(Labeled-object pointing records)
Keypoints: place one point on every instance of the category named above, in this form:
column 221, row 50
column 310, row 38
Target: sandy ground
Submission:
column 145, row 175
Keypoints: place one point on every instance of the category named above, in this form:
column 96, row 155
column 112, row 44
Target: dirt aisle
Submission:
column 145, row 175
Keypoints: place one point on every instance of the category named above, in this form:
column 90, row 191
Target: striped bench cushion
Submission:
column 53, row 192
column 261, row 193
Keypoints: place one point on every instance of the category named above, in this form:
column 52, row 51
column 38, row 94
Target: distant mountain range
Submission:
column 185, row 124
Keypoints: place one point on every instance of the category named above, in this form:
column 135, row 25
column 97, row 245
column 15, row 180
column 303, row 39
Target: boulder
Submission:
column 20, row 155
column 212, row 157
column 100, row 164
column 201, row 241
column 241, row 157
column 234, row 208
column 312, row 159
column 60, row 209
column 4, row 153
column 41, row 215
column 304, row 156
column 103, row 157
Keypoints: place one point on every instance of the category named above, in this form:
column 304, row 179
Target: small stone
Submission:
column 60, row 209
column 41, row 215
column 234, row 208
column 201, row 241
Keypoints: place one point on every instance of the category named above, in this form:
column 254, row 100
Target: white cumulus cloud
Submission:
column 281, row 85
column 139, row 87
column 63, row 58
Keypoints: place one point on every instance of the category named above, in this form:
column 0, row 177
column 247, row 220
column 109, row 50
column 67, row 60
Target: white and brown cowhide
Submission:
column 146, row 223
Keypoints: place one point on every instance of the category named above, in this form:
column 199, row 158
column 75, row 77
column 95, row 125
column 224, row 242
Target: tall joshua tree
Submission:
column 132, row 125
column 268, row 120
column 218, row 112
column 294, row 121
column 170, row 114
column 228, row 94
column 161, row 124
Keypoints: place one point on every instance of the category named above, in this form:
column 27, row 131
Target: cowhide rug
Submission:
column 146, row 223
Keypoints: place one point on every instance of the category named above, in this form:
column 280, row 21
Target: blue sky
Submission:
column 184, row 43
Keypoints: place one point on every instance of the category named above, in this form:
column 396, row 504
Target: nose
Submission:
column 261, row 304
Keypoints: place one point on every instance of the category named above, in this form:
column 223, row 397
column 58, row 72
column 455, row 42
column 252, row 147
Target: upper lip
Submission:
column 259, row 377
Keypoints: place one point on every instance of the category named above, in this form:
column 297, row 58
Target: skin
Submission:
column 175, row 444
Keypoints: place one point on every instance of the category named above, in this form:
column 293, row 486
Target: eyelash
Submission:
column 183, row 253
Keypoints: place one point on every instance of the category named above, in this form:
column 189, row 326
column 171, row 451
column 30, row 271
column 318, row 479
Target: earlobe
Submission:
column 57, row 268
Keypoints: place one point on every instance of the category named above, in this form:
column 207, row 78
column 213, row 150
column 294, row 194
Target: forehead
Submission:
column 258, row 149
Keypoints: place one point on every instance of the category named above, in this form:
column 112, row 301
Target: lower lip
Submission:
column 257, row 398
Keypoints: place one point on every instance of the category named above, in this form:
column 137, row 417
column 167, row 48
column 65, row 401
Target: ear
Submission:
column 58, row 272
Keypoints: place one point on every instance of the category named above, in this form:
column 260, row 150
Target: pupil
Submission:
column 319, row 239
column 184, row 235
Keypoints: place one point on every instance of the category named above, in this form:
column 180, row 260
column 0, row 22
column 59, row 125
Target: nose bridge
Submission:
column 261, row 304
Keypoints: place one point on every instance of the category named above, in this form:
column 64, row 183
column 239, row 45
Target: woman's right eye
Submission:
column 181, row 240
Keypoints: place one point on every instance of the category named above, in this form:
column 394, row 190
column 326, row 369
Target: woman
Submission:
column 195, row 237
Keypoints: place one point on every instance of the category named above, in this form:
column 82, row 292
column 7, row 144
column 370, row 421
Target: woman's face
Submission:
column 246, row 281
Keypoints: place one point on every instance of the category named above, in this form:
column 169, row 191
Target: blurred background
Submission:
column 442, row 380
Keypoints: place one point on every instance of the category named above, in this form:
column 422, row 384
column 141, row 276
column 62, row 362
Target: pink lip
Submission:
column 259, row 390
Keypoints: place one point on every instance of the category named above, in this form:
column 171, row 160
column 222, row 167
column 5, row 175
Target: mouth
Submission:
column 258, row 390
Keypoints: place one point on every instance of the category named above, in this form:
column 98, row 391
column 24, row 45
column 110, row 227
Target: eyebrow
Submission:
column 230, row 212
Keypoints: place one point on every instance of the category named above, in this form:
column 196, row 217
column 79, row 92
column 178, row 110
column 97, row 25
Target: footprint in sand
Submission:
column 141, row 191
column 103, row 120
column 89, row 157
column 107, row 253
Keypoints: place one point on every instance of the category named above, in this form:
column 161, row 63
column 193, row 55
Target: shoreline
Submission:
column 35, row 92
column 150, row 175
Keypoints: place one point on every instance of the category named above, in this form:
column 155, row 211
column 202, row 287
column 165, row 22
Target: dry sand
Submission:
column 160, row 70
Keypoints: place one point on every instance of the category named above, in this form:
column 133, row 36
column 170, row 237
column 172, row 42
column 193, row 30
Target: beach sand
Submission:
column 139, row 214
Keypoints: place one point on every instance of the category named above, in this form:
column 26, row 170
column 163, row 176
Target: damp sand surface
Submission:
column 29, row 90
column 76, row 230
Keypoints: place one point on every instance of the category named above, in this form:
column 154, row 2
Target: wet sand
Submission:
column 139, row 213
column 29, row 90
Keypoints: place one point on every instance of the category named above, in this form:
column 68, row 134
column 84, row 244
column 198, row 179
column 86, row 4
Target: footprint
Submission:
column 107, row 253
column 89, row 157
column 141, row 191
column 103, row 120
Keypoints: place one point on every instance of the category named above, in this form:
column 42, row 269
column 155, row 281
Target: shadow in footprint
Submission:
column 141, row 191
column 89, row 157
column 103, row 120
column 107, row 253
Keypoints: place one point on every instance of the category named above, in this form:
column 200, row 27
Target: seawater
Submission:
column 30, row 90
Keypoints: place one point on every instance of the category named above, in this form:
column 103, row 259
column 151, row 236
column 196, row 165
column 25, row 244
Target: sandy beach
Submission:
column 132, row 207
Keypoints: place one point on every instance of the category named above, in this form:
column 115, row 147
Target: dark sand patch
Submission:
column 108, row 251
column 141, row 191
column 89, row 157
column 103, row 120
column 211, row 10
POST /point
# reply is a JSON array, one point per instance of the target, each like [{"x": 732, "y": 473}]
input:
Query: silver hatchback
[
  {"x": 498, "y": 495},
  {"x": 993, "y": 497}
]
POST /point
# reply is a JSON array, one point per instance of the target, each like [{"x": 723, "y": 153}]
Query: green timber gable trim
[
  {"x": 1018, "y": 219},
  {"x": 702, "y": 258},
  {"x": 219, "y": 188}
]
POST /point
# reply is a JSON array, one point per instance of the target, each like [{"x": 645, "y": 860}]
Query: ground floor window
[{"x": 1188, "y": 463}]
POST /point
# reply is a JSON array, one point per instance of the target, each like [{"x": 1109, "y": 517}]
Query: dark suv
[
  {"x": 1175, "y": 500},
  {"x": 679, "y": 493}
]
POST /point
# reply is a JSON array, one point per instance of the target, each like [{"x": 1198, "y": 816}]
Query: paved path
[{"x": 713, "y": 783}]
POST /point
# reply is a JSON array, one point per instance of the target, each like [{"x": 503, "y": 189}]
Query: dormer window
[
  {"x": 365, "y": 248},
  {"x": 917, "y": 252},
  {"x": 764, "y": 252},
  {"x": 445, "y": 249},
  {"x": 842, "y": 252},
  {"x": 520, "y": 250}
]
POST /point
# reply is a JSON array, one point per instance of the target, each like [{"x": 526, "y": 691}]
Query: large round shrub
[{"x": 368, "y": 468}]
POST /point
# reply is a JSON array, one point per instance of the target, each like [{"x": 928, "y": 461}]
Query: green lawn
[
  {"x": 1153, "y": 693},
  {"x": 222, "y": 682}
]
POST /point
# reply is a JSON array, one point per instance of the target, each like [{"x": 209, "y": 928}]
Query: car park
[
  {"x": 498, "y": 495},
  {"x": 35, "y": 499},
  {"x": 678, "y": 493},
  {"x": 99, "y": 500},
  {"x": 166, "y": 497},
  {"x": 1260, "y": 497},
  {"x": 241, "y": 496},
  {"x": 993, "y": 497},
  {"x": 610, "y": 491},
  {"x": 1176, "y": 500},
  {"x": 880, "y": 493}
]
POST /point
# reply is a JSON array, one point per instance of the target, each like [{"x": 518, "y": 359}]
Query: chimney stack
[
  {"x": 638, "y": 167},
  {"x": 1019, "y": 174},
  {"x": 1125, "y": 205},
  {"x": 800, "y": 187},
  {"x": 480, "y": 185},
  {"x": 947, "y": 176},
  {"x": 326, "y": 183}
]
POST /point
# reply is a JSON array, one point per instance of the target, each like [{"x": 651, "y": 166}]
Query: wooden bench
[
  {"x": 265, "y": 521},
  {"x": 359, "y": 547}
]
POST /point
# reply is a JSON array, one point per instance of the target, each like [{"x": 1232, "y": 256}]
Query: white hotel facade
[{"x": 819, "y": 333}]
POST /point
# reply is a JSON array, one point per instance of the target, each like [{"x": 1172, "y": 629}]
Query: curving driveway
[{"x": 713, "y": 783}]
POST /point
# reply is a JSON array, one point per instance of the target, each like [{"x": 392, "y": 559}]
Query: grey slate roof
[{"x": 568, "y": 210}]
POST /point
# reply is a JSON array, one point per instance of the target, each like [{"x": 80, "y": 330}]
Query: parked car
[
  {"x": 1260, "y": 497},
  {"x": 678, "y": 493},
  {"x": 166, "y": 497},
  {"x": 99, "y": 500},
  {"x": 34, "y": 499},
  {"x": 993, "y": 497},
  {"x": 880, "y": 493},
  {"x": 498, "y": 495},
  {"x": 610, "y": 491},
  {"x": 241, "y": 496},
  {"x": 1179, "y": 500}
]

Task objective.
Copy the records from the beginning through the line containing "column 261, row 193", substituting "Response" for each "Submission". Leave everything else unchanged.

Response to the exercise.
Keypoints: place one point on every instance of the category named above, in this form:
column 221, row 50
column 310, row 38
Target: sandy ground
Response:
column 145, row 175
Keypoints: place one point on every instance of the category named above, in this form:
column 96, row 155
column 112, row 44
Target: dirt aisle
Response:
column 145, row 175
Keypoints: place one point on every instance of the category named above, in this form:
column 90, row 191
Target: striped bench cushion
Response:
column 53, row 192
column 261, row 193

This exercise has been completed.